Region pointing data
::::

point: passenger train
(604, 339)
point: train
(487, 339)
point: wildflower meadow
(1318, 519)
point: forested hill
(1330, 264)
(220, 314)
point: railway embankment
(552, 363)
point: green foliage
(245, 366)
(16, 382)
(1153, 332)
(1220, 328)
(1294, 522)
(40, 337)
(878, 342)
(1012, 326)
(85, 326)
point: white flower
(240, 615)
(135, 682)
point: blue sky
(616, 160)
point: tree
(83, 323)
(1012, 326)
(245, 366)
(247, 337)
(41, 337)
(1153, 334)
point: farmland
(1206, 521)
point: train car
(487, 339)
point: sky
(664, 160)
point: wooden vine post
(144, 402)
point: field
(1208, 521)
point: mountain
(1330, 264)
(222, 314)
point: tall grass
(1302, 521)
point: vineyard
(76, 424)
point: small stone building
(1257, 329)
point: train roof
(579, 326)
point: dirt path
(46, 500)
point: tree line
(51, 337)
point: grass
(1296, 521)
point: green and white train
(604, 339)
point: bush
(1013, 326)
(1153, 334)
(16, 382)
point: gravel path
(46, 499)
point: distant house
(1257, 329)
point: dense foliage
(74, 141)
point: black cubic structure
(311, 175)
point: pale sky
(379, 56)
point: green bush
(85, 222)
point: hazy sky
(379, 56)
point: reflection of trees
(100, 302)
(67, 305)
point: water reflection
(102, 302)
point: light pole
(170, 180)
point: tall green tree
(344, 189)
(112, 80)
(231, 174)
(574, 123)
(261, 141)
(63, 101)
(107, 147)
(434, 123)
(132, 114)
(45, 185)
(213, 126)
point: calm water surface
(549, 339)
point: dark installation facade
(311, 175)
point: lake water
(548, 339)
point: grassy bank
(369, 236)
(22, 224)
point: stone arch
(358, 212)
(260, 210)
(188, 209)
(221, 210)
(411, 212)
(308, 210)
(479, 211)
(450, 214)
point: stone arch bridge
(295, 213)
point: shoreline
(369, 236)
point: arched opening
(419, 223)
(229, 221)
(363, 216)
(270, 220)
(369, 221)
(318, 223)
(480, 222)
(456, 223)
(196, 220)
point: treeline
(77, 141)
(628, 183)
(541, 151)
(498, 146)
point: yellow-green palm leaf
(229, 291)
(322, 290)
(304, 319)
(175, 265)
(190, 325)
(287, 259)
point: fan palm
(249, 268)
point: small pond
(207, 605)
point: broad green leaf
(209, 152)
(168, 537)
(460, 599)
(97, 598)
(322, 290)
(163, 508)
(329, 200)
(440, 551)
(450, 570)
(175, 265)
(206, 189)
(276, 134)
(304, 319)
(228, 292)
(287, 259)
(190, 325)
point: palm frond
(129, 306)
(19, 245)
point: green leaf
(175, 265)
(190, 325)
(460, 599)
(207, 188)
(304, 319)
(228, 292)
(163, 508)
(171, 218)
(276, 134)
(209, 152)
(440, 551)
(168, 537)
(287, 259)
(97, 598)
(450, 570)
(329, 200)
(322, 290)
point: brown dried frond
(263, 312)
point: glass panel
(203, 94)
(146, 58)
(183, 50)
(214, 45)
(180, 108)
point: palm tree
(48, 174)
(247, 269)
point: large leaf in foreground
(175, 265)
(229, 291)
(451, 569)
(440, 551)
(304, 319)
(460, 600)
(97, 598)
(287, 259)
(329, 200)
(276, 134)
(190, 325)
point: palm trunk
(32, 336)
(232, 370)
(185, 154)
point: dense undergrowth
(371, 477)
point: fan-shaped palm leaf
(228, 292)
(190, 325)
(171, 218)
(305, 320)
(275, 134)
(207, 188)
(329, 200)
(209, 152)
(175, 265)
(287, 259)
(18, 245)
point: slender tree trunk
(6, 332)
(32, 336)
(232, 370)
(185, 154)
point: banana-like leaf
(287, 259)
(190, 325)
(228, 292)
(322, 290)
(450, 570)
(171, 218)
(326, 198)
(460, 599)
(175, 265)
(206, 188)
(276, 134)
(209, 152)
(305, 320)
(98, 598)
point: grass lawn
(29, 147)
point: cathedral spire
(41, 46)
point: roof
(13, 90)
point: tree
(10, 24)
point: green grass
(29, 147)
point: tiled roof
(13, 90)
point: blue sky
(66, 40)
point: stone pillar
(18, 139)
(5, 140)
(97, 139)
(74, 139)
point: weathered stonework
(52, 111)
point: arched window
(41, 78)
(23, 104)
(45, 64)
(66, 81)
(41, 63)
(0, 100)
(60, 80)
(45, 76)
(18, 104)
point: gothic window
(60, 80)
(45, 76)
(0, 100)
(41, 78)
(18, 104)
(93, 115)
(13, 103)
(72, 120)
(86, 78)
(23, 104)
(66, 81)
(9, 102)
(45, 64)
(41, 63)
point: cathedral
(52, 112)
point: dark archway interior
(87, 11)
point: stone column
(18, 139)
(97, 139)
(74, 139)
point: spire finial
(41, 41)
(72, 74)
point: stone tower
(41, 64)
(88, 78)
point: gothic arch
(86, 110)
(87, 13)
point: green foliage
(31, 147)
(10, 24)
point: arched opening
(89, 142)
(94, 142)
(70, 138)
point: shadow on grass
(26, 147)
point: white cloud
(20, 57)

::::

WHAT THIS TASK INVOLVES: Set out exactly the lines from the one bearing "point: cathedral spire" through the end of the data, including both ends and omitting all others.

RESULT:
point: cathedral spire
(41, 46)
point: roof
(13, 90)
point: tree
(10, 24)
point: green grass
(29, 147)
point: tiled roof
(13, 90)
point: blue sky
(66, 40)
point: stone pillar
(18, 139)
(5, 140)
(97, 139)
(74, 139)
point: weathered stonework
(52, 111)
point: arched window
(41, 78)
(23, 104)
(45, 64)
(66, 81)
(41, 63)
(0, 100)
(60, 80)
(45, 76)
(18, 104)
point: gothic window
(60, 80)
(45, 76)
(0, 100)
(41, 78)
(18, 104)
(93, 115)
(13, 103)
(72, 120)
(86, 78)
(23, 104)
(66, 81)
(9, 102)
(45, 64)
(41, 63)
point: cathedral
(52, 112)
point: dark archway interior
(87, 11)
point: stone column
(18, 139)
(97, 139)
(74, 139)
point: spire finial
(41, 41)
(72, 74)
point: stone tower
(41, 64)
(88, 78)
point: gothic arch
(86, 110)
(87, 13)
point: green foliage
(31, 147)
(10, 24)
point: arched opening
(89, 142)
(94, 142)
(70, 138)
point: shadow on grass
(26, 147)
point: white cloud
(20, 57)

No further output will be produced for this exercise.